- Eurozone economic sentiment continues its ascent
- US regional business confidence indices recover
- US core PCE decelerates further
- China breaks North Korean coal embargo
Global economic growth has exceeded expectations this year, in some cases by a significant margin. As the growth momentum increased, so did the expectations that a peak was near and that a reversal must be around the corner. Strangely, that isn’t happening. In fact, if anything, it looks like global growth is gaining momentum.
The European Commission’s broad index of Economic Sentiment rose further in September, reaching its highest level in over 10 years. This suggests that eurozone GDP growth is likely to accelerate a little from the recent pace of 0.5-0.6%. This strength was echoed in the Netherlands’ producer confidence index, which rose from 5.4 in August to 8.5 in September, the highest level in almost 10 years. Various French and Italian of such indices are also firming further.
The picture in the US is slightly more complicated. Various, though not all regional business confidence indices had softened somewhat in the course of the year. Dallas, Richmond and Kansas business confidence have shown a similar pattern this year and they were all released in recent days, all three showing a bounce. The latest Chicago PMI, an index that had not weakened this year, also showed strength. This suggests that economic growth in these regions is re-accelerating.

» JOBS:
1. Answer these questions from the commentary on global economic growth.
(a) What level did the European Commission's index of Economic Sentiment reach in September?
(b) To what value did the Netherlands' producer confidence index rise in September?
(c) Which three US regional business confidence indices showed a bounce in their recent releases?
2. Carry on the commentary on global economic growth, beginning after its final sentence.

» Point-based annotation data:

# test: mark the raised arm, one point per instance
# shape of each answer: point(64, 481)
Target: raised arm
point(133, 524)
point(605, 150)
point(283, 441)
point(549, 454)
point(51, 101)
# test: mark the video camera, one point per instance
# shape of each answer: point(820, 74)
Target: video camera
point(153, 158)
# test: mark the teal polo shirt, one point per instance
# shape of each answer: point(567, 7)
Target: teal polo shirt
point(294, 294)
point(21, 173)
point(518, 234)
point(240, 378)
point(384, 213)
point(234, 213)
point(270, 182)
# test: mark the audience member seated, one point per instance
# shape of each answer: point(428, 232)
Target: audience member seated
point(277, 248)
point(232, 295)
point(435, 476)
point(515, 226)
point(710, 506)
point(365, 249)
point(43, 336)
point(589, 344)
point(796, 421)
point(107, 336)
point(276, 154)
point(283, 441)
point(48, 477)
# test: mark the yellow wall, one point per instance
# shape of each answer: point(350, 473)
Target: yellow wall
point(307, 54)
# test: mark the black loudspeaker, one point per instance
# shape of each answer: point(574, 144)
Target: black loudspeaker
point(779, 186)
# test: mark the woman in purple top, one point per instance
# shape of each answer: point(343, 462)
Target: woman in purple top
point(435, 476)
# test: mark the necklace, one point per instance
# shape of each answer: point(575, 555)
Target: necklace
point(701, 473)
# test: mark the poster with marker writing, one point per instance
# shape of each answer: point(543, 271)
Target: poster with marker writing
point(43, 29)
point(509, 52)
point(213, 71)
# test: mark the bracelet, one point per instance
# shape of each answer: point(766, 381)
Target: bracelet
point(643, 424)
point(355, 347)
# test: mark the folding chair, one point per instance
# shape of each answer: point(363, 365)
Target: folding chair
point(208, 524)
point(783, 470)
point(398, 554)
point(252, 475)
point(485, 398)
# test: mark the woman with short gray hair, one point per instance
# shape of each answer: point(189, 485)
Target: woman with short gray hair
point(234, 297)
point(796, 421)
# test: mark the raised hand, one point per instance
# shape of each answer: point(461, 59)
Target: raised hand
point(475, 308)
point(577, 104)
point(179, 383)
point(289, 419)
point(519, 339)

» TASK RESULTS:
1.
(a) Its highest level in over 10 years.
(b) 8.5, up from 5.4 in August.
(c) Dallas, Richmond and Kansas.

2.
US durable goods orders were solid in August. The headline series is volatile. It showed a 1.7% increase on the month. A better gauge for corporate investment activity is the subseries ‘orders for non-defence capital goods, ex-air’. It was up 0.9% mom in August after a 1.1% mom rise in July. This series is rising at an annualised pace of around 6.5% so far this year. Not spectacular, but certainly good. Shipments of non-defence capital goods ex-aircraft were up 0.7% mom, after July’s 1.1% mom increase. The annual pace of growth so far this year is some 6% in this case.
What doesn’t fit?
Economic data is rarely completely unambiguous. Against a range of strong data, some weak data can usually be found. This is also the case now. While the European Commission’s index of Economic Sentiment continues its upward trajectory, the authoritative German Ifo index of German business confidence fell from 115.9 in August to 115.2 in September. It was its second consecutive monthly drop. We need to keep a close eye on this. The divergence between the Ifo and the Commission’s Economic Sentiment index is unusual. One would not expect it to last long.
The US housing sector is also relatively weak. New home sales dropped to an annual pace of 560,000 in August, down from 580,000 in July and from a peak of 638,000 in March. They were also down from a year earlier. US consumer confidence was also a touch softer in September, though this was not material.
Perhaps somewhat more material is what is happening to metal prices. Many metal prices had risen since June. However, prices for copper, nickel, iron ore and coking coal have all eased during September. This may be short-term volatility, but it bears watching.
When I weigh up all the evidence released in recent days, my conclusion is that it supports the view that global economic growth is accelerating, not slowing.
Inflation weakness: transient or not, that is the question.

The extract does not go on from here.